[Collected data entries]
..........

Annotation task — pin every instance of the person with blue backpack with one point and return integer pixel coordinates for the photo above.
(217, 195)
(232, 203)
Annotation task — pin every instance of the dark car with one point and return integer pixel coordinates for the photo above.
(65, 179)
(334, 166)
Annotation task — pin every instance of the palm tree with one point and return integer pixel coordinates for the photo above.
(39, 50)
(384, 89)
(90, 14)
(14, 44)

..........

From the records above, please extract every line and repeat it exactly.

Annotation task — pin every instance of the person with blue backpack with one point and return integer pixel coordinates for the photo above.
(217, 195)
(232, 203)
Annotation task — pin every instance of the dark car with one point and return integer pixel coordinates for the photo above.
(65, 179)
(334, 166)
Annotation task — pin every instance of the palm tree with one point and return integer pixel coordinates for the photo above.
(39, 50)
(384, 89)
(90, 14)
(14, 44)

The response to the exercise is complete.